§ YOUR GOAL
Below are some records. Print all of them exactly as they appear.

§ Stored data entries
^^^^
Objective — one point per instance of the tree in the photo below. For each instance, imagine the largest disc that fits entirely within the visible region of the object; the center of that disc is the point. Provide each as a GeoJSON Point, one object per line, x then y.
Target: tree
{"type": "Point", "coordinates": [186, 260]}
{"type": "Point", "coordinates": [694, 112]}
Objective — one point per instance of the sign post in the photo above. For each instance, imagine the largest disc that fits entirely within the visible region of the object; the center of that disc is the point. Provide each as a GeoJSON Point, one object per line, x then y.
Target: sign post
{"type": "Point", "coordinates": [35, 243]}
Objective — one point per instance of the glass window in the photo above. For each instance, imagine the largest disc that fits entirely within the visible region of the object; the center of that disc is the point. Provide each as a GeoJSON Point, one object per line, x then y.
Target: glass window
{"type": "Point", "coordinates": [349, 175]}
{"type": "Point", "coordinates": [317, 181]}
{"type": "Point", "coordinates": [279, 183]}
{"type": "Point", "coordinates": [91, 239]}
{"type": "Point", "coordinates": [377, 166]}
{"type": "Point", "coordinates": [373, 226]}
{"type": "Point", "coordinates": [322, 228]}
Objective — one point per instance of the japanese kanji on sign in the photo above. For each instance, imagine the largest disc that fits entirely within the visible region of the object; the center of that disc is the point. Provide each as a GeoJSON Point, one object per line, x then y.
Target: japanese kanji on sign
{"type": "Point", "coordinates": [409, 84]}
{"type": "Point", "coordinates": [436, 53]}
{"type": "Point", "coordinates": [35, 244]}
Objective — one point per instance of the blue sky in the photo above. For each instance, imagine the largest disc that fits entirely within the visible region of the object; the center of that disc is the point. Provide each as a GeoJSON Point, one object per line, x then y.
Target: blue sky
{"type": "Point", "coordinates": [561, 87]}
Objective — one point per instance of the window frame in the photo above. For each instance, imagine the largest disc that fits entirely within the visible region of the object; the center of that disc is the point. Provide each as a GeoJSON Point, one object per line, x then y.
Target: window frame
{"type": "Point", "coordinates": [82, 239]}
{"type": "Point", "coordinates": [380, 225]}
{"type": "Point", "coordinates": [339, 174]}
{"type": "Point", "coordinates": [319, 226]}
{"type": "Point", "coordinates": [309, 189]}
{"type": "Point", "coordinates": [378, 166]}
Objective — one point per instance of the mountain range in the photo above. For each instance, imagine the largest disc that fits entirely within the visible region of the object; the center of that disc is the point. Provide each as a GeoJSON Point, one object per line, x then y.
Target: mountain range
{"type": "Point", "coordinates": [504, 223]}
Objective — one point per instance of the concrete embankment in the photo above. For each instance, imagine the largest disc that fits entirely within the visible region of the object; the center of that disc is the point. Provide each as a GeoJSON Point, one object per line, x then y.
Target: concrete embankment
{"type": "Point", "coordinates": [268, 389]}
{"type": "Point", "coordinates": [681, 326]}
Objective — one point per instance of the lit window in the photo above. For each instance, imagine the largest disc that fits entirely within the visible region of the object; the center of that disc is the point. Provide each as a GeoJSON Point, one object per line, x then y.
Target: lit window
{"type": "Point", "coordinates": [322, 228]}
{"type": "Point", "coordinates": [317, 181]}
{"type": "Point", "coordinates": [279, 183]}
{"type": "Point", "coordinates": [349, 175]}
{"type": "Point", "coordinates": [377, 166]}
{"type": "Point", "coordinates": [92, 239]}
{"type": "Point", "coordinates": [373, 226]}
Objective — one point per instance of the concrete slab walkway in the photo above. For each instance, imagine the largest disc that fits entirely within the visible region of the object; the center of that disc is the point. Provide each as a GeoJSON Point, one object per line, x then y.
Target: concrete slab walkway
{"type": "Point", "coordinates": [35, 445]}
^^^^
§ EXERCISE RESULT
Objective — one point per instance of the tree in the photo below. For each instance, imagine the largest disc that fits entirely within the visible region of the object; the center of that disc is the point. Provide each as a GeoJSON Point, one object per line, x then y.
Target: tree
{"type": "Point", "coordinates": [186, 260]}
{"type": "Point", "coordinates": [694, 112]}
Objective — one point per instance of the sign post in the photo above. For each instance, imagine the largest disc that fits entirely within the visible region of the object; the center of that disc is the point. Provide each as a GeoJSON Point, one object per line, x then y.
Target: sign post
{"type": "Point", "coordinates": [35, 243]}
Objective — one point per instance of the glass window in the photo above. For each instance, imagine the largest disc that fits entirely within the visible region of the object; the center of that disc is the point. Provide each as a GeoJSON Point, one object per line, x then y.
Target: glass window
{"type": "Point", "coordinates": [349, 175]}
{"type": "Point", "coordinates": [317, 181]}
{"type": "Point", "coordinates": [279, 183]}
{"type": "Point", "coordinates": [91, 239]}
{"type": "Point", "coordinates": [377, 166]}
{"type": "Point", "coordinates": [373, 226]}
{"type": "Point", "coordinates": [322, 228]}
Objective — one point per instance of the japanese kanji on sign in the photo above. For each instance, imagine the largest disc that fits entirely within the visible region of the object; the center of that disc is the point. Provide each as a GeoJSON Point, one object per line, x then y.
Target: japanese kanji on sign
{"type": "Point", "coordinates": [409, 84]}
{"type": "Point", "coordinates": [436, 53]}
{"type": "Point", "coordinates": [35, 244]}
Objective — one point per instance of the blue sky in the photo above. For each instance, imagine the largest disc that fits entirely within the visible region of the object; the center of that disc is the point. Provide each as a GeoJSON Point, one object per line, x then y.
Target: blue sky
{"type": "Point", "coordinates": [561, 87]}
Objective — one point per instance of the window frame in the photo above. For each instance, imagine the largest disc that fits entirely within the visible region of the object; the center of that disc is the point. Provide each as a GeoJSON Point, one object per line, x then y.
Target: window frame
{"type": "Point", "coordinates": [82, 239]}
{"type": "Point", "coordinates": [380, 225]}
{"type": "Point", "coordinates": [339, 174]}
{"type": "Point", "coordinates": [319, 226]}
{"type": "Point", "coordinates": [309, 189]}
{"type": "Point", "coordinates": [378, 166]}
Objective — one point per instance of the mountain range in the photo above. For each instance, imagine the largest disc that fits entirely within the visible region of the object; the center of that disc is the point. Provide each as a GeoJSON Point, one object per line, x then y.
Target: mountain range
{"type": "Point", "coordinates": [504, 223]}
Objective — one point per instance of the concrete embankment in the photo above. For each instance, imagine the largest disc that fits entirely within the visible region of the object; the center of that disc is the point. Provide each as a GeoJSON Point, one object per line, x then y.
Target: concrete embankment
{"type": "Point", "coordinates": [268, 389]}
{"type": "Point", "coordinates": [681, 326]}
Objective — one point per instance of the lit window in the photo above. For each instance, imagine the largest disc that fits entirely within the visible region of the object; the center of that disc is the point. Provide each as a GeoJSON Point, one object per line, x then y.
Target: lit window
{"type": "Point", "coordinates": [322, 228]}
{"type": "Point", "coordinates": [317, 181]}
{"type": "Point", "coordinates": [279, 183]}
{"type": "Point", "coordinates": [349, 175]}
{"type": "Point", "coordinates": [377, 166]}
{"type": "Point", "coordinates": [92, 239]}
{"type": "Point", "coordinates": [373, 226]}
Objective — one point per instance of the concrete slab walkway in the photo above. For each instance, imagine the largest disc that fits entirely within the visible region of the object; the center of that disc is the point. Provide each as a GeoJSON Point, one object per line, x then y.
Target: concrete slab walkway
{"type": "Point", "coordinates": [35, 445]}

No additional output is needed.